Exercise brief. Copy out every line of the material below word for word, leaving out the pictures.

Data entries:

----

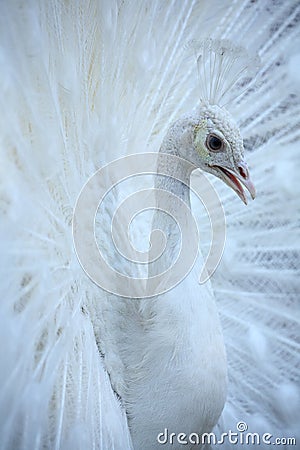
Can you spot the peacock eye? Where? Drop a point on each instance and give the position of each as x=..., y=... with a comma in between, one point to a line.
x=214, y=143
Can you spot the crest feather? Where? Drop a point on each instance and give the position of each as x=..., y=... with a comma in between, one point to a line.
x=225, y=70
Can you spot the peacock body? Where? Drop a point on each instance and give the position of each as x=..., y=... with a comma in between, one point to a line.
x=84, y=83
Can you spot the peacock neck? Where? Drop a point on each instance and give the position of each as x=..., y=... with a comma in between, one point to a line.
x=169, y=210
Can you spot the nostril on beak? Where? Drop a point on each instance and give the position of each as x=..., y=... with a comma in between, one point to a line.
x=243, y=172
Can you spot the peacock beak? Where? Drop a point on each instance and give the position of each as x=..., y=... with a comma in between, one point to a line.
x=237, y=177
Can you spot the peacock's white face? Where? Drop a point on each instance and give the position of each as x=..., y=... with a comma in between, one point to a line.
x=216, y=146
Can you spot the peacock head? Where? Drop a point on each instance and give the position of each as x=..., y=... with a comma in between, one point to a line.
x=212, y=141
x=219, y=145
x=216, y=145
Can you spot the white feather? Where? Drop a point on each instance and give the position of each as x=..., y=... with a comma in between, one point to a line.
x=82, y=84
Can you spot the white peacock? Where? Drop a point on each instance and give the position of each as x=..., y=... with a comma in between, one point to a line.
x=84, y=84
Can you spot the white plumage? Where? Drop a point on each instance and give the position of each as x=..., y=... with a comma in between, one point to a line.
x=84, y=83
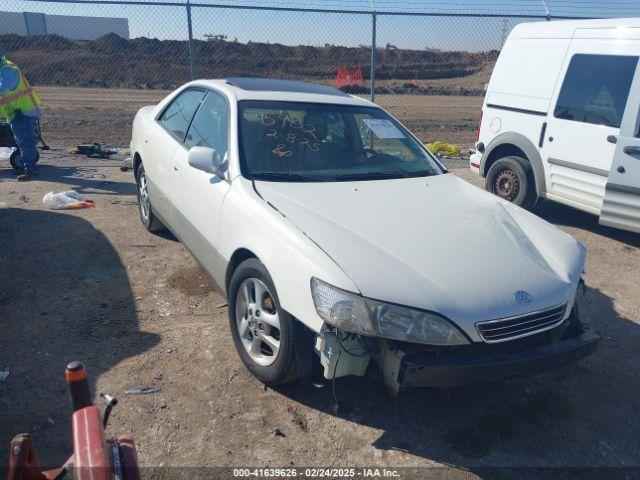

----

Written solution.
Can you spot the peacock eye? Where? Drop a point on each instance and give the position of each as x=..., y=... with a comma in between, one point to a line.
x=214, y=143
Can you spot the crest feather? Where? Drop a point on each instance and give the position of each as x=..., y=... with a comma in between, one point to a line.
x=225, y=70
Can you spot the peacock body? Where? Drop a point on each instance and give the position of each as x=..., y=... with a comma in between, one point to a line.
x=84, y=83
Can you spot the peacock neck? Where? Drop a point on each instance and give the position of each as x=..., y=... with a comma in between, one point to a line.
x=169, y=210
Can you spot the nostril on beak? Where? Drop a point on each instance and give the position of each as x=..., y=... with a comma in between, one point to a line.
x=243, y=172
Can you spot the peacock beak? Where? Drop a point on each instance and give the position of each as x=..., y=... with a comma in between, one point to a line.
x=237, y=177
Can you spot the peacock's white face? Where? Drop a point on each instance and give the position of each as x=..., y=... with a comma in between, one point to a line.
x=216, y=146
Can you spot the peacock head? Where? Drop a point on each instance and give the position of each as x=..., y=... with a comma in between, one point to a line.
x=212, y=141
x=219, y=145
x=216, y=145
Can you spot the white feather? Where? Drop a point on each instance and give the position of each as x=..., y=... with a comma in between, one point to a line.
x=82, y=84
Can you spot the white peacock? Where? Drop a point on each instance and give the position of each as x=..., y=... with a comma in between, one point to a line.
x=84, y=84
Can you spot the white plumage? Where? Drop a point on each instance and give the position of each as x=..., y=... with a comma in between, one point to a line.
x=84, y=83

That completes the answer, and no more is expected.